EXCERPT TO READ:
------------------------------------------------------------------------

ValueError: empty range for randrange() (1, 1, 0)
Inyrkz commented 9 months ago

@miquelduranfrigola ,

This is the input of the get_side_chain_pairs() function.

[1*]c1cccc(NS(=O)(=O)c2c(F)cccc2F)c1F.[2*]C(C)(C)C.[3*]c1ccnc(N)n1

This is the output.

['[1*]c1cccc(NS(=O)(=O)c2c(F)cccc2F)c1F', '[1*]C(C)(C)C', '[1*]c1ccnc(N)n1', '[1*]c1cccc(NS(=O)(=O)c2c(F)cccc2F)c1F.[2*]C(C)(C)C', '[1*]c1cccc(NS(=O)(=O)c2c(F)cccc2F)c1F.[2*]c1ccnc(N)n1', '[1*]C(C)(C)C.[2*]c1ccnc(N)n1', '[1*]c1cccc(NS(=O)(=O)c2c(F)cccc2F)c1F.[2*]C(C)(C)C.[3*]c1ccnc(N)n1']

I've noticed that the model crashes for side chains like this [1*]c1cccc(NS(=O)(=O)c2c(F)cccc2F)c1F', '[1*]C(C)(C)C', '[1*]c1ccnc(N)n1',

It has to be at least a pair

Inyrkz commented 9 months ago

It takes 4 minutes for the model to run predictions for 4 input SMILES on Google Colab (GPU)

miquelduranfrigola commented 9 months ago

OK @Inyrkz thanks - GPU is a bit faster then. Noted. Let's then do pairs and triplets. One question: does the n_trials parameter help in generating more molecules? Another question: does reducing the number of molecules per trial increase speed?

Inyrkz commented 9 months ago

Okay, pairs and triplets. So I just do

all_combinations = combinations_2 + combinations_3

I'll experiment to get answers to the questions.

Inyrkz commented 9 months ago

Here's what I've observed so far (I'll update this list).

I hope this helps.

miquelduranfrigola commented 9 months ago

Thanks @Inyrkz

This is useful. We will have to accept that this is a slow model. Let's do n_trials=10 and n_samples_per_trial=10, if you agree? Can we try this config for a few molecules, keeping an eye on:

Almost there!

Inyrkz commented 9 months ago

Alright,

I'll try n_trials=10 and n_samples_per_trial=10.

Yup, almost there!

Inyrkz commented 9 months ago

This table shows how long it takes to execute the original code.

------------------------------------------------------------------------

REQUIRED TASKS:
1) According to the thread, how long does the model take to run predictions for 4 input SMILES on Google Colab (GPU)?
2) Quote the stretch of the thread from "Okay, pairs and" through "hope this helps.".

Part of a data file:
------------------------------------------------------------------------

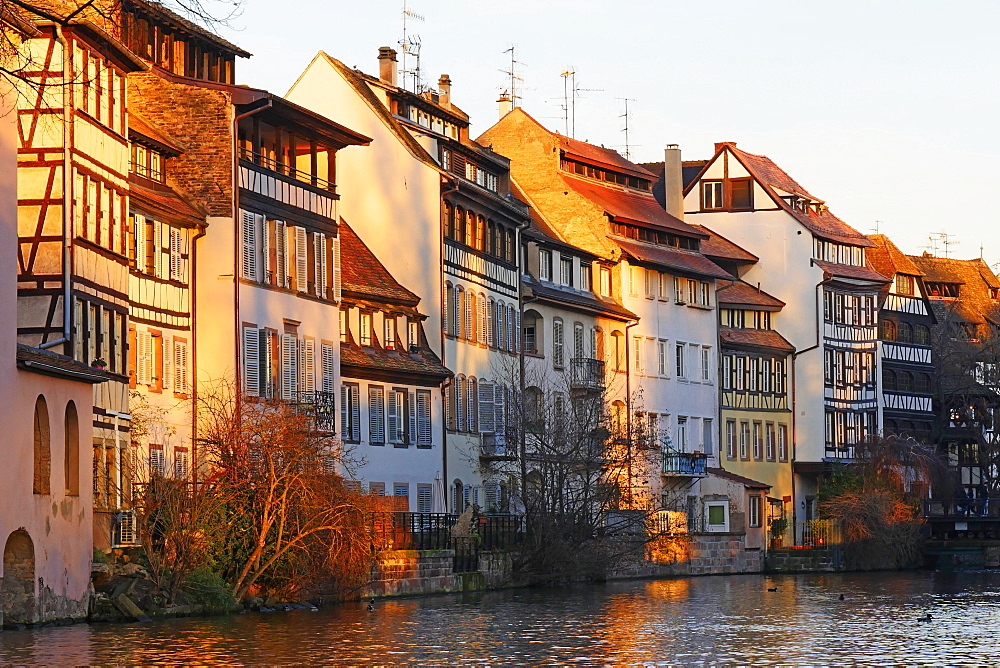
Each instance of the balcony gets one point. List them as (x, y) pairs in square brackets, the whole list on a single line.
[(586, 374), (320, 407), (684, 464)]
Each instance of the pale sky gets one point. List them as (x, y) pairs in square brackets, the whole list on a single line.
[(888, 110)]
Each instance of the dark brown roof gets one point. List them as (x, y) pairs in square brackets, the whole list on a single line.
[(755, 338), (721, 247), (673, 258), (888, 260), (744, 294), (599, 155), (60, 366), (629, 205), (422, 362), (865, 273), (362, 274), (746, 482)]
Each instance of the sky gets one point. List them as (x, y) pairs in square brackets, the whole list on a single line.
[(887, 110)]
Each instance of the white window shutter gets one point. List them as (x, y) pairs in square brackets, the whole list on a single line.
[(309, 366), (329, 368), (487, 408), (251, 361), (281, 253), (168, 362), (301, 260), (319, 257), (336, 269)]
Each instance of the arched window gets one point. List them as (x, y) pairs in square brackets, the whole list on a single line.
[(71, 455), (459, 307), (531, 332), (43, 453), (471, 413), (888, 330)]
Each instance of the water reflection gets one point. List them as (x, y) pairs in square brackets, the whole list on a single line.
[(713, 619)]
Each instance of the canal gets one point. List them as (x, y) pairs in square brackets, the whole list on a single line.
[(731, 619)]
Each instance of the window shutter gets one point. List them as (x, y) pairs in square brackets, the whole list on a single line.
[(355, 414), (281, 253), (319, 260), (168, 362), (329, 368), (487, 407), (309, 366), (376, 415), (336, 268), (157, 249), (289, 366), (411, 425), (251, 361), (301, 260), (423, 418), (180, 367)]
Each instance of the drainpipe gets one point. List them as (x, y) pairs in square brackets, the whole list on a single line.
[(444, 362), (794, 358), (237, 223), (67, 200)]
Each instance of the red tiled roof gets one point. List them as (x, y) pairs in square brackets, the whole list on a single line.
[(888, 260), (630, 205), (758, 338), (363, 275), (684, 261), (160, 199), (575, 148), (746, 482), (721, 247), (739, 292), (865, 273)]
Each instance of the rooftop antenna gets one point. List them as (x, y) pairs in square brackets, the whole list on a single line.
[(626, 100), (410, 47), (512, 73)]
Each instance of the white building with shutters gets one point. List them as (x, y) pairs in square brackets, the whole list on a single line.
[(391, 419)]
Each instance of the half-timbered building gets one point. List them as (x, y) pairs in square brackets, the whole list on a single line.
[(905, 353), (816, 264)]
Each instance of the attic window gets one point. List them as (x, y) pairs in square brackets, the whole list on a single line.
[(938, 289)]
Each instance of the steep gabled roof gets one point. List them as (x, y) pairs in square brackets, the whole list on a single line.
[(886, 258), (740, 293), (362, 275)]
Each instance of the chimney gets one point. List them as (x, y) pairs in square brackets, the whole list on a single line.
[(673, 182), (444, 91), (506, 104), (387, 65)]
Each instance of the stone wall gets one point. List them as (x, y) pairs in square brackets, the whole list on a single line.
[(413, 572)]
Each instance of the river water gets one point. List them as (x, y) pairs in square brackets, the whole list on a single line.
[(716, 619)]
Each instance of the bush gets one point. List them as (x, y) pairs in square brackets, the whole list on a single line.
[(206, 587)]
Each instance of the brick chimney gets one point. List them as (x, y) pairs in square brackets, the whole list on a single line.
[(387, 65), (444, 91), (505, 103), (673, 181)]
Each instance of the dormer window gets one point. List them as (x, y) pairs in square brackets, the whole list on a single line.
[(147, 162)]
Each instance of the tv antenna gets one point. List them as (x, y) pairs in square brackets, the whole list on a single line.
[(626, 100), (570, 93), (409, 46), (512, 73)]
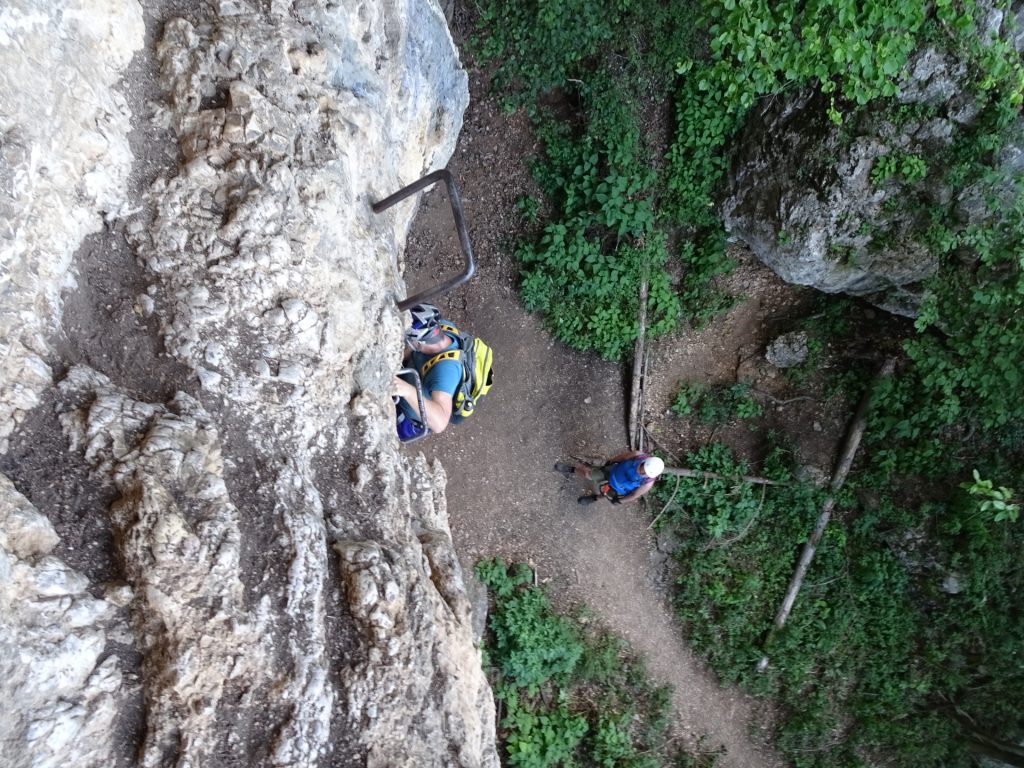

------------------------------------------------------------------------

RESPONSES TO THE EXERCISE:
1) 4 minutes.

2)
Okay, pairs and triplets. So I just do

all_combinations = combinations_2 + combinations_3

I'll experiment to get answers to the questions.

Inyrkz commented 9 months ago

Here's what I've observed so far (I'll update this list).

I hope this helps.